WRITTEN REQUEST: Write out each line beneath this one exactly as it reads.

MATERIAL:
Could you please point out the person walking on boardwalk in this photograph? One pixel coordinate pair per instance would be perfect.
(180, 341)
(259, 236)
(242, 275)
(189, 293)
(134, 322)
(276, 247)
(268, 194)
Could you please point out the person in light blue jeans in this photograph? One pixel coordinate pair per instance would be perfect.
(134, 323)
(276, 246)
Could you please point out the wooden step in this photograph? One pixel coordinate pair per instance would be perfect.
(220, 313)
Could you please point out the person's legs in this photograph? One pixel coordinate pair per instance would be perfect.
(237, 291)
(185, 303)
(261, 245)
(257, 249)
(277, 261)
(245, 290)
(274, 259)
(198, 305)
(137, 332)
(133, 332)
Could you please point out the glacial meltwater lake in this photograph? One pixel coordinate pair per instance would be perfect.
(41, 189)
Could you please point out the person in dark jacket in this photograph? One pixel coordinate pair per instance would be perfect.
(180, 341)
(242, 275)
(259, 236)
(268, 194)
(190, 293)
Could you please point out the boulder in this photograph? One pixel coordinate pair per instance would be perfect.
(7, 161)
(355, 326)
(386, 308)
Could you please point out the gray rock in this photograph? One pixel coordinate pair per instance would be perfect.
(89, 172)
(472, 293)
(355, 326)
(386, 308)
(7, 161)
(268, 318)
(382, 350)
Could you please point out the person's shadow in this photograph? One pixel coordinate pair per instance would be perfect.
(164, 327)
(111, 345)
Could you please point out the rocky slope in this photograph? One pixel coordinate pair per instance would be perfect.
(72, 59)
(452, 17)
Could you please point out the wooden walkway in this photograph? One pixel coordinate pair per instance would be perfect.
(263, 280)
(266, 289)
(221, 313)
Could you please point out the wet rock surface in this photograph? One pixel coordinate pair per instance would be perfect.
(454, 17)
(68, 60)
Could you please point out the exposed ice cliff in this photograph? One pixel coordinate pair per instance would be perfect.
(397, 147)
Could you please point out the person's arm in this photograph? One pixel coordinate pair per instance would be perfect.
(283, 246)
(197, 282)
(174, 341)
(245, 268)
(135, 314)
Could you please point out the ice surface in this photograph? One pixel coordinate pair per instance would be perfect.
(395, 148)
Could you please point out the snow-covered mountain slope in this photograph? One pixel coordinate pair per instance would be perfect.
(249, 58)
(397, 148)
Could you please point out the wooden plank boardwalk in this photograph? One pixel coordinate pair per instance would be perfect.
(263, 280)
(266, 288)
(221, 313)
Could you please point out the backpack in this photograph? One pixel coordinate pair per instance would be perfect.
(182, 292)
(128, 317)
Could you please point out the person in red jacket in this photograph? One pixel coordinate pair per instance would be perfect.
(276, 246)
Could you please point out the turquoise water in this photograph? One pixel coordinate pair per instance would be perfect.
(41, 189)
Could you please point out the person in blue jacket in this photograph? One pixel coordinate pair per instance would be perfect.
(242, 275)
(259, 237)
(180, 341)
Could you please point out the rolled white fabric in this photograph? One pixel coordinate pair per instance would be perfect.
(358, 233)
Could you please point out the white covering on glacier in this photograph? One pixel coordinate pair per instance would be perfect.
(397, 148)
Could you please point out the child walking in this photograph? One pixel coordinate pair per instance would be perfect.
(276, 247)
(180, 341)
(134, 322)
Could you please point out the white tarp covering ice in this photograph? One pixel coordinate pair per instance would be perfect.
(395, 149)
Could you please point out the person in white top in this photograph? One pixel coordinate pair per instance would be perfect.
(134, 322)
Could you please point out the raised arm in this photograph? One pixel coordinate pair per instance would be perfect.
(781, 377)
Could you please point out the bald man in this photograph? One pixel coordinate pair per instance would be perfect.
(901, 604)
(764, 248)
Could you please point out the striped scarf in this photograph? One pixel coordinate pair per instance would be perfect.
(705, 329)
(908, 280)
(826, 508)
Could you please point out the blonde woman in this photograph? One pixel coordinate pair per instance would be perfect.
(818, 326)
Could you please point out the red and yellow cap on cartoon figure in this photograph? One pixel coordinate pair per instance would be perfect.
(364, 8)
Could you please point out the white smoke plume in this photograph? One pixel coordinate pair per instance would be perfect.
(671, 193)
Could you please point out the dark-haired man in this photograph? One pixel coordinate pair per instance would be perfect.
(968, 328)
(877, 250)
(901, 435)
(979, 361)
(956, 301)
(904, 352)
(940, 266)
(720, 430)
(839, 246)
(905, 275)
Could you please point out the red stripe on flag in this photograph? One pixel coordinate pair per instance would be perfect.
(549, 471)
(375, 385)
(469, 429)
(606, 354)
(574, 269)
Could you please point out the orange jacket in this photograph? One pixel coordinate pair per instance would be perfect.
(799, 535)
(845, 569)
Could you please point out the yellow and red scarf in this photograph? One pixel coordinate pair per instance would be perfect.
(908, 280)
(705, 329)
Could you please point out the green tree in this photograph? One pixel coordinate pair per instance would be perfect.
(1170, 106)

TASK SOLUTION:
Could you please point out the person walking on boardwalk in this photograph? One pixel coordinate pair per instance would be perfect.
(180, 341)
(259, 236)
(242, 275)
(189, 293)
(134, 322)
(276, 247)
(268, 194)
Could you please point out the person in light blue jeans in this photograph? One pixel coordinate pair per instance would be perfect.
(134, 323)
(276, 246)
Could you please point out the wooden step in this photograph? One pixel coordinate pair per instance would be perfect.
(220, 313)
Could you please point out the person's legs in this photograph? One pixel coordinate pair per instance would be perfect.
(237, 291)
(185, 303)
(261, 245)
(257, 249)
(277, 261)
(245, 290)
(274, 259)
(198, 305)
(137, 332)
(133, 332)
Could you please point out the glacial meltwater lake in this photograph? One pixel coordinate pair per instance would be perfect.
(41, 189)
Could you please point out the person in dark jacket in this photograph? One pixel coordinate pair per instance would be perfect.
(180, 341)
(242, 275)
(259, 236)
(268, 194)
(190, 293)
Could you please point out the boulder in this photograph? One pixel coordinate pair per instance would be perfect.
(7, 161)
(355, 326)
(386, 308)
Could you please point out the gray rock in this photograph? One pixel coordinate pair per instance would be perfect.
(89, 172)
(472, 293)
(355, 326)
(386, 308)
(7, 161)
(268, 318)
(382, 350)
Could you please point out the person's shadow in this photograph? One pixel coordinate pair per instance would be perfect.
(164, 327)
(111, 345)
Could you please point out the rocky slope in this photograph? One pixel coordinate pair per instance would be perfect.
(72, 59)
(452, 17)
Could you please point out the wooden walkway in this photograph? One pixel coordinate pair per instance would be perfect.
(263, 280)
(266, 289)
(221, 313)
Could you please point out the wet rock surface in this photograph? One pixel coordinate pair per instance would be perfect.
(454, 17)
(68, 60)
Could you please point out the exposed ice cliff in this photograph? One pixel coordinate pair per instance would be perfect.
(397, 147)
Could you please point out the person's arm in this photograph? One pixel coordinate pair per instance would be perfect.
(283, 246)
(197, 282)
(174, 341)
(245, 268)
(135, 314)
Could you please point out the ice surface in this photograph? One pixel coordinate pair per instance would be perfect.
(395, 148)
Could you please point out the snow-covered mountain slope in this photograph? One pixel coordinate pair per instance would be perfect.
(249, 58)
(397, 148)
Could you please point out the wooden plank boardwalk in this photograph? One pixel coordinate pair per instance would be perfect.
(263, 280)
(266, 288)
(221, 313)
Could you please point out the backpack in this photograph? One pixel coordinate pair per instance would be perfect.
(182, 292)
(128, 317)
Could you please point out the person in red jacket in this photograph? One pixel coordinate pair per instance would be perfect.
(276, 246)
Could you please point out the turquoise water in this photograph? One pixel coordinate pair per instance would be perfect.
(41, 189)
Could you please point out the person in blue jacket in this photograph? One pixel coordinate pair per instance would be perfect.
(242, 275)
(259, 237)
(180, 341)
Could you please point out the rolled white fabric in this photograph? One pixel coordinate pair per instance would be perfect.
(358, 233)
Could you please point out the white covering on glacier in this photograph? One pixel coordinate pair per instance would be perfect.
(397, 148)
Could you please point out the child walking in this photograph? One pixel coordinate pair per instance would be perfect.
(276, 247)
(180, 341)
(134, 322)
Could you please point out the white tarp covering ice in this photograph? One pixel coordinate pair per instance would be perfect.
(395, 149)
Could you please point out the person in white top in this photograph? One pixel coordinate pair per instance would be perfect.
(134, 322)
Could you please point out the raised arm in this photograph? One pixel coordinate pair per instance would be perfect.
(781, 377)
Could you please point out the bald man in this photograph? One pixel coordinate pair per instance would be perfect.
(901, 604)
(764, 248)
Could you please point out the striped scarf in this photograph? One pixel coordinate pair per instance would be perfect.
(705, 329)
(908, 280)
(826, 508)
Could you please point out the blonde woman in this photograph? One pixel coordinate pair per instance would be perfect.
(818, 326)
Could you please point out the red and yellow cap on cartoon figure in this photograph? One pixel coordinate pair per instance would be perfect.
(364, 8)
Could you please point out the white smoke plume in this photograph? One pixel coordinate pair per instance would be perfect.
(671, 193)
Could you please point out the dark-haired man in this photograph? One pixel coordinate pair per instance would be perfect.
(968, 328)
(877, 250)
(901, 435)
(979, 361)
(956, 301)
(904, 352)
(940, 266)
(720, 430)
(839, 246)
(905, 275)
Could you please point out the red stripe on flag in this photograph? One pixel coordinate pair per instance would be perfect.
(549, 471)
(375, 385)
(469, 429)
(606, 354)
(574, 269)
Could you please point out the orange jacket in this photograph? One pixel coordinate pair per instance would be perfect.
(799, 535)
(845, 569)
Could you please point out the yellow and red scarf in this photograph? One pixel coordinate pair per instance would be perfect.
(908, 280)
(705, 329)
Could you please point out the green tree in this photograph? One pixel coordinate pair per instance would be perfect.
(1170, 106)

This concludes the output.